Task>
Extract each line below that contains the string "Request". Treat uppercase and lowercase letters as different.

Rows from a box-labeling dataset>
···

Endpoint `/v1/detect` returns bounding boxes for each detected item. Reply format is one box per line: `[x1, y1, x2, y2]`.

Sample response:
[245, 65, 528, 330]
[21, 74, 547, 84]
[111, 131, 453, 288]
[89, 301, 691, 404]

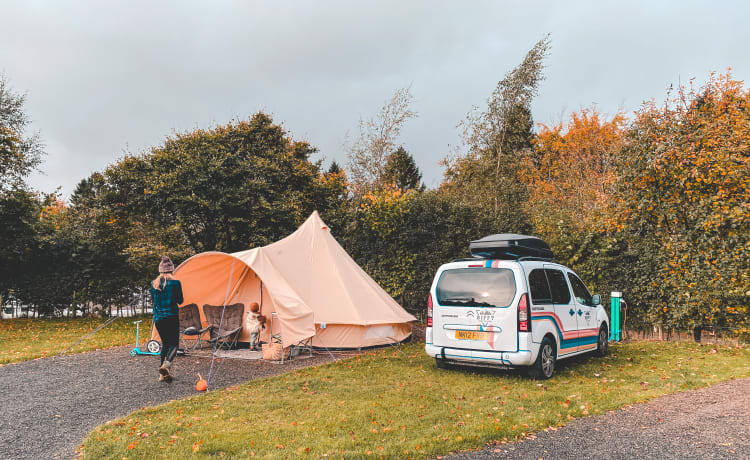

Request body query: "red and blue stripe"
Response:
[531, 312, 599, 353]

···

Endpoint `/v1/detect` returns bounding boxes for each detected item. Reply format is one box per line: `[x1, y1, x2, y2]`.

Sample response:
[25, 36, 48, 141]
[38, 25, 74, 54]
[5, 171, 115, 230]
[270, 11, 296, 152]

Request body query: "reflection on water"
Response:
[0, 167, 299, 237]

···

Reply>
Request body query: "red and blue stripe"
Request body query: "reflection on water"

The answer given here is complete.